- _WHAT YOU ARE ASKED TO DO_
Read the listing below and copy out each line where the word "draw" occurs.

- _EXTRACTED RECORDS_
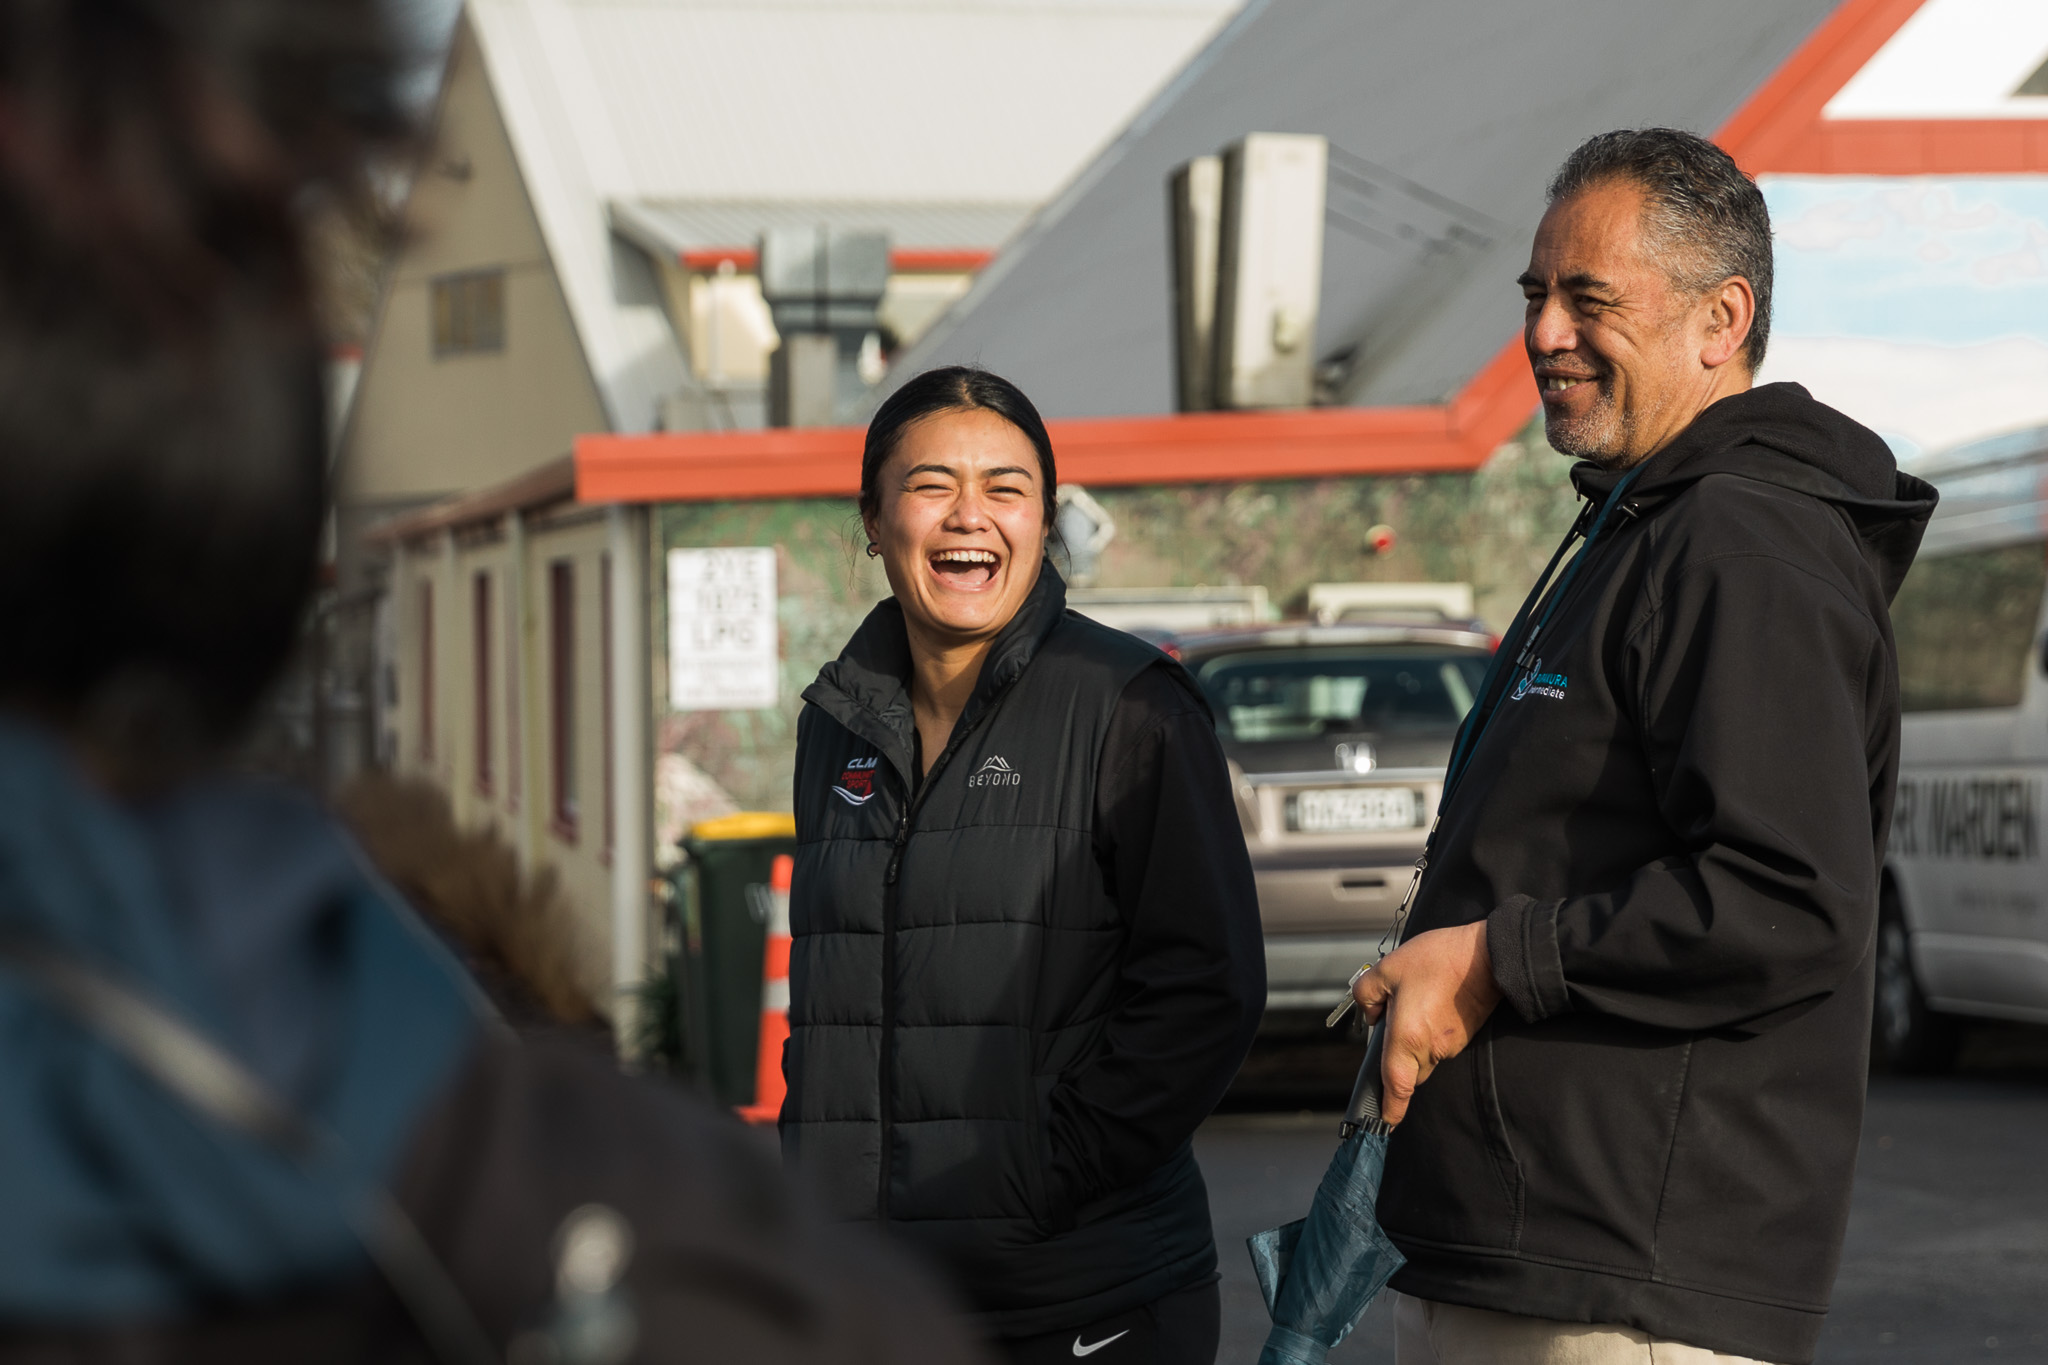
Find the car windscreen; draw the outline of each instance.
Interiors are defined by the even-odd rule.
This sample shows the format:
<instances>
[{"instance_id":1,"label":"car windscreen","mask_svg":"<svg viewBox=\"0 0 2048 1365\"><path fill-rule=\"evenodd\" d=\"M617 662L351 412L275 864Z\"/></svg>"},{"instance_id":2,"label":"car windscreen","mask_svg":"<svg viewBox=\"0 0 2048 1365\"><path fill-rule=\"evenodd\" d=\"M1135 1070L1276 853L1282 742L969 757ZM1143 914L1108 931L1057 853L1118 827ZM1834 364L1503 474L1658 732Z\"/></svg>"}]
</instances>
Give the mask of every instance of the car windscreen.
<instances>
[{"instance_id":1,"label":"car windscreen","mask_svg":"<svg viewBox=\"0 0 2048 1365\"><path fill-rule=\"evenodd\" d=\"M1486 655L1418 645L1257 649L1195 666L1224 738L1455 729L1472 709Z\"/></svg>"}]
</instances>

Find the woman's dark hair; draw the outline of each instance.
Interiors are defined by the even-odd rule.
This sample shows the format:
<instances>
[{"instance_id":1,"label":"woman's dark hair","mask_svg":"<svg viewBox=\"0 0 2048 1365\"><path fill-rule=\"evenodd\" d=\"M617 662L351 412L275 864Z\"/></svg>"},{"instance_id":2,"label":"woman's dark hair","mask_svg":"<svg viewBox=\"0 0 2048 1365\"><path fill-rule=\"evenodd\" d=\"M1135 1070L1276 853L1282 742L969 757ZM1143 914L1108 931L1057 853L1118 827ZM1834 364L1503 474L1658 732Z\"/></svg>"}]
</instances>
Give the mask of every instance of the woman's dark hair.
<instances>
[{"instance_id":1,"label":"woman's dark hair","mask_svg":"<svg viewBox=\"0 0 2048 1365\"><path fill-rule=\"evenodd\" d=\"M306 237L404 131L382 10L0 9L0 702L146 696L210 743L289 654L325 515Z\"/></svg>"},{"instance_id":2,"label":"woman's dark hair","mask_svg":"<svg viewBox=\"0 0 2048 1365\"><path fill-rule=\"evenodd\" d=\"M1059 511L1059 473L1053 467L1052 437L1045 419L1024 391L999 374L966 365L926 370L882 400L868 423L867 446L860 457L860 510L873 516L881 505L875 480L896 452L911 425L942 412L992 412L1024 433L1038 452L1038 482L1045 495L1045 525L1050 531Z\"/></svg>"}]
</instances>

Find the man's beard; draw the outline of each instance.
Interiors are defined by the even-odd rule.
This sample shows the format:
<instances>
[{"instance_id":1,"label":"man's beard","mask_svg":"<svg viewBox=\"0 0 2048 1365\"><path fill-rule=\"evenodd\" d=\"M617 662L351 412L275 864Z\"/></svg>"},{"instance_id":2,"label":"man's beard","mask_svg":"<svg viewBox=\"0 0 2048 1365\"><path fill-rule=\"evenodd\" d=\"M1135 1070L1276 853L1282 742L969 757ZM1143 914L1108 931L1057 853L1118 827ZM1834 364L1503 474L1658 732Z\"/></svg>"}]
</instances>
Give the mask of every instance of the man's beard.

---

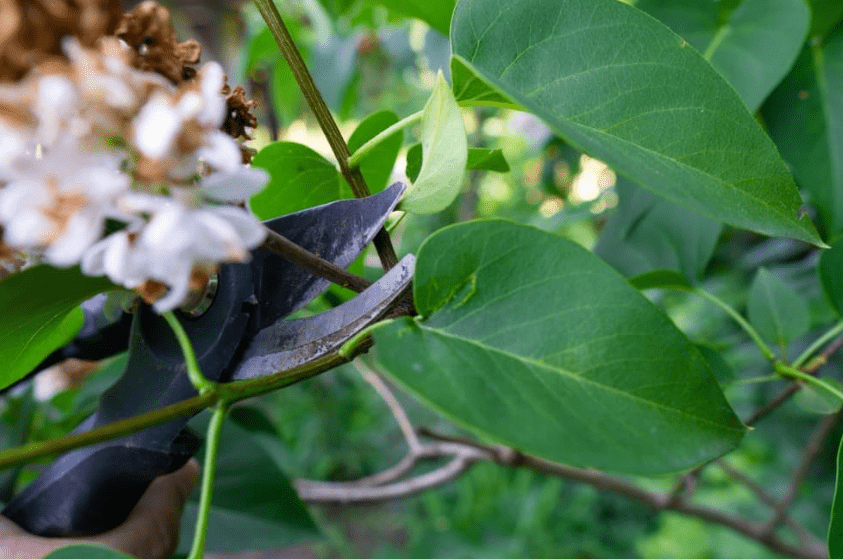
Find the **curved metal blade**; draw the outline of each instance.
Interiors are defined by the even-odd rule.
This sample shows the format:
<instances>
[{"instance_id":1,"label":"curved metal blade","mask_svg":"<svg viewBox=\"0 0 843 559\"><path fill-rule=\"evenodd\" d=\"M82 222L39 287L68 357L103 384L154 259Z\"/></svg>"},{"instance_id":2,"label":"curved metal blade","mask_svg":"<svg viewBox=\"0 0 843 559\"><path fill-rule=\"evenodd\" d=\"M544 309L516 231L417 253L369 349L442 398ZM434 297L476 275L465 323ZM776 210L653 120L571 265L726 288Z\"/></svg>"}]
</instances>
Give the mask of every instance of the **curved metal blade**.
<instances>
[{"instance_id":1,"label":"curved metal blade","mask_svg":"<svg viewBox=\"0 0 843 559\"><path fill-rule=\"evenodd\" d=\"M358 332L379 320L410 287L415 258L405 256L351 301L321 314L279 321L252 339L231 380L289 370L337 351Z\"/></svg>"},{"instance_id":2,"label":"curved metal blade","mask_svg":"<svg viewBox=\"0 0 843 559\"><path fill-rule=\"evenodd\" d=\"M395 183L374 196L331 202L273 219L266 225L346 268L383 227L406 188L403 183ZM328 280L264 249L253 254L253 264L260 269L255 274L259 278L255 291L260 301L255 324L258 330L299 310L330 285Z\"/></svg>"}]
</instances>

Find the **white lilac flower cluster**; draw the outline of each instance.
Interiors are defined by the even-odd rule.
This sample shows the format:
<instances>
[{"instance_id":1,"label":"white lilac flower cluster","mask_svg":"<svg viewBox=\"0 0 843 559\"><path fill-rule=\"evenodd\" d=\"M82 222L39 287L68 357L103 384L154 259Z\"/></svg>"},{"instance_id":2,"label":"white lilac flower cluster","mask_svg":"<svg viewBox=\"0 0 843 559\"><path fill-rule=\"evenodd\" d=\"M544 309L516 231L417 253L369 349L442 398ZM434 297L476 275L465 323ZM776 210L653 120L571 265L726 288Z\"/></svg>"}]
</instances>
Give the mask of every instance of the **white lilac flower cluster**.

==

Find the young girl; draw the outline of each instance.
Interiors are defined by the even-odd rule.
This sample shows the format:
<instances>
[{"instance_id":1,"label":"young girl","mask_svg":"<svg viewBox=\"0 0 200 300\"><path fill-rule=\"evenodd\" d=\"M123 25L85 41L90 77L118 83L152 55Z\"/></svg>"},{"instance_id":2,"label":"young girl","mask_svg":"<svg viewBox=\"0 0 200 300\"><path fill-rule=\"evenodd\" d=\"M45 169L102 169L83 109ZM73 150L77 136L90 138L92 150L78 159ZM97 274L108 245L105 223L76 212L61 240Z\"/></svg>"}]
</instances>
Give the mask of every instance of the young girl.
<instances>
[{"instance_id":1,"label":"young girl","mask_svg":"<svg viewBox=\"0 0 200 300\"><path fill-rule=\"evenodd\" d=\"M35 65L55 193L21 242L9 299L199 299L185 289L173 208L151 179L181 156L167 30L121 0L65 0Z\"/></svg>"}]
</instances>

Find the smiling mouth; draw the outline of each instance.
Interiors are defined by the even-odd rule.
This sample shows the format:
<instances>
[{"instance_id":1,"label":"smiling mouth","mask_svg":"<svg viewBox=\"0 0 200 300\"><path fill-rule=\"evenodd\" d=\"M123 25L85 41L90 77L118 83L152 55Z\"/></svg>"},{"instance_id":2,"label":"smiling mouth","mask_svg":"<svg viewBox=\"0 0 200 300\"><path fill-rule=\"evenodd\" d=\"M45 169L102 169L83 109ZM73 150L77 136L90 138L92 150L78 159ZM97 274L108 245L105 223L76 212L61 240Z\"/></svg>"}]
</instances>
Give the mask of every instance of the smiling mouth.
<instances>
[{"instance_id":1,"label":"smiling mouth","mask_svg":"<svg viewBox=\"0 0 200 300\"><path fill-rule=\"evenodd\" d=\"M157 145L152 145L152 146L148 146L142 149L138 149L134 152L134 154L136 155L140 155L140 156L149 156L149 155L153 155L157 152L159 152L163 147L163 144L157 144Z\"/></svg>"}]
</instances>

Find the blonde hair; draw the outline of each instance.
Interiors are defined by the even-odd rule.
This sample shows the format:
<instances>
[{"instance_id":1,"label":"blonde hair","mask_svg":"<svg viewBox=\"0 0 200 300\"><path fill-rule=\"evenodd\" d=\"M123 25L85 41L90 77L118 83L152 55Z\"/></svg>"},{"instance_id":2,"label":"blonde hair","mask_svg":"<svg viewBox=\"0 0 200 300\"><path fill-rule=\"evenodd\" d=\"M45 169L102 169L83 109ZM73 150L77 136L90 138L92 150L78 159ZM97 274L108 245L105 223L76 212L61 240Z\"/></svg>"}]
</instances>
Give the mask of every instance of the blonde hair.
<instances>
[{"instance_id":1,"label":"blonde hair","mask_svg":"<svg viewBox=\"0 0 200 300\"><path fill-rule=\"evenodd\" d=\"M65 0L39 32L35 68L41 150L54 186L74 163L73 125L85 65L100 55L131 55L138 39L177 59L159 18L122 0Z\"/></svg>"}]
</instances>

- _EXPECTED ANSWER_
Find the car windscreen; draw the outline of each instance.
Find the woman's dark hair; draw the outline of each instance.
Find the man's beard; draw the outline of each instance.
Find the **curved metal blade**; draw the outline of each instance.
Find the **white lilac flower cluster**; draw the outline of each instance.
Find the young girl; draw the outline of each instance.
Find the smiling mouth; draw the outline of each instance.
Find the blonde hair; draw the outline of each instance.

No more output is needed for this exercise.